--- BEGIN Extract to read ---

A couple of weeks ago, it was announced that Kermit the Frog will be performing the title role in a live stage production of The Wizard of Oz which, as I’m sure we can all agree, seems really weird and random. Why that production? Why that role? Why just Kermit and not the whole Muppet troupe? It sounds to me like somebody in a decision-making role with the Muppets has a friend who called in a favor. But I digress.
Predictably, some of the reactions to the news involved some variation on the extremely witty comment, “I hope this production is better than Muppets’ Wizard of Oz, because that really sucked!”
I’ve never understood the hatred that people level against Muppets’ Wizard of Oz. Admittedly, it’s not the best thing that the Muppets have ever done, but it’s not the worst thing either, and there’s a lot of fun to be had with it, especially if–like me–you’re primarily familiar with the story from the original novel rather than the 1939 film adaptation.

--- END Extract to read ---

What is needed -
Carry on the piece about Kermit the Frog and Muppets' Wizard of Oz from the point where it stops. The entries have no connection to the text about Muppets' Wizard of Oz.

--- BEGIN Data shown ---

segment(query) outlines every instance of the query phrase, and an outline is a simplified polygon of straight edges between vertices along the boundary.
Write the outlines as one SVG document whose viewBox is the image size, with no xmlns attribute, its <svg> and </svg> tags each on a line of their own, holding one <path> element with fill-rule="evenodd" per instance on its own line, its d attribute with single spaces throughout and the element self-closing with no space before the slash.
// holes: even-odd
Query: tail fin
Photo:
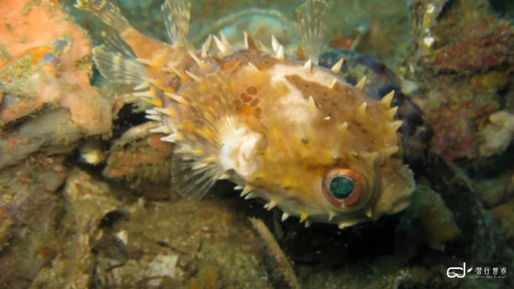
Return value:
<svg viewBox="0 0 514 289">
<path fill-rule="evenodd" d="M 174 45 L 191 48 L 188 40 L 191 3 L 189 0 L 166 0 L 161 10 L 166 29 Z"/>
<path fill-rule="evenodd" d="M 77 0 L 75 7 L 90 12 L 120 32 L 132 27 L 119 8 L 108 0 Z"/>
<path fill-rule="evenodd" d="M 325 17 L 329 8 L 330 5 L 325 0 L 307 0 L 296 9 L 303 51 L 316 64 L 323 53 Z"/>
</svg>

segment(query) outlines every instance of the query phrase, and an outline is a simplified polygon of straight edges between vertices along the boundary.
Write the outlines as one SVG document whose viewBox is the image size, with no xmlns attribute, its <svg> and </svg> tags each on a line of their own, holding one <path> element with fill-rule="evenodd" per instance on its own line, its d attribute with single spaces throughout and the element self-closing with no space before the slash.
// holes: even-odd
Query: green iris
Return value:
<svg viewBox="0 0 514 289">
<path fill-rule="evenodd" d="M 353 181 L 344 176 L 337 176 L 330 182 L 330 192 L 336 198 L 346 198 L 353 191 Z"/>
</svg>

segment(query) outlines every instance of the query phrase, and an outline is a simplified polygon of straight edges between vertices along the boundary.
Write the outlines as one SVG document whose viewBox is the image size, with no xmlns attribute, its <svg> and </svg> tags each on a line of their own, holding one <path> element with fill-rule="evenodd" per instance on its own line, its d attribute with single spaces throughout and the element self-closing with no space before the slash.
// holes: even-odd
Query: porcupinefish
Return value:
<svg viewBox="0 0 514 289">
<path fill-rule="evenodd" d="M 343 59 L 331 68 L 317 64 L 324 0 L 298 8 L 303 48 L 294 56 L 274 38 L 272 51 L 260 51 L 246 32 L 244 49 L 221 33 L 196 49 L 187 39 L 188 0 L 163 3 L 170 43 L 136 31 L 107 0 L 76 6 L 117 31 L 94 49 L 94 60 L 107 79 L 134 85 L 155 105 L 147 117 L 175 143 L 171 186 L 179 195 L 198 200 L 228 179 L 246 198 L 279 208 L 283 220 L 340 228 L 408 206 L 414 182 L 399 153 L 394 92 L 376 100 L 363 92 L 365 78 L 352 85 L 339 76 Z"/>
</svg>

--- END Data shown ---
--- BEGIN Data shown ---

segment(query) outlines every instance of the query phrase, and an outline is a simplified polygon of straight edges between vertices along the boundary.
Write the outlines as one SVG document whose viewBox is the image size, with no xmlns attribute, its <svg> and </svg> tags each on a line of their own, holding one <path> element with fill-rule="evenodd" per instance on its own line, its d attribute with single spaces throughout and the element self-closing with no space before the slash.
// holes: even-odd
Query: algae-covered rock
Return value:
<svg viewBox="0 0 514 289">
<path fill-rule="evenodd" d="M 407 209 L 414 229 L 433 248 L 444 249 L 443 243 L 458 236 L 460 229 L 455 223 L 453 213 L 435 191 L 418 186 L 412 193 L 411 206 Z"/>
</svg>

--- END Data shown ---

Result below -
Granted, it does have flaws. It was written by a bunch of writers for which this was their first and (so far) only Muppet writing credit (the exception is Tom Martin, who also has a writing credit on It’s a Very Merry Muppet Christmas Movie, which admittedly doesn’t do much to recommend him). There were a lot of miscalculations in terms of hiring human actors; Queen Latifah and David Alan Grier were great, but what the hell was Quentin Tarantino doing there? Seriously, what was he doing? That scene makes no sense whatsoever (BLAM). The infamous nipple joke probably should have been given a second thought and, in what is a far more egregious film sin to me, the special paints an unrealistic picture of the way that people would/should react in the face of an oncoming tornado (as everyone who grew up in Tornado Alley knows, you don’t stop and have a heart-to-heart conversation when one is bearing down on you).
However, as I have established previously, I have a soft spot in my heart for Muppet literary adaptations; they are pretty much my favorite thing on the planet, so much so that I’ll forgive a lot of minor flaws and faux pas. And the thing that I really love about Muppets’ Wizard of Oz is that, unlike most Oz adaptations, it draws more from the original source material than retreading the territory already covered in the Judy Garland movie and its derivatives.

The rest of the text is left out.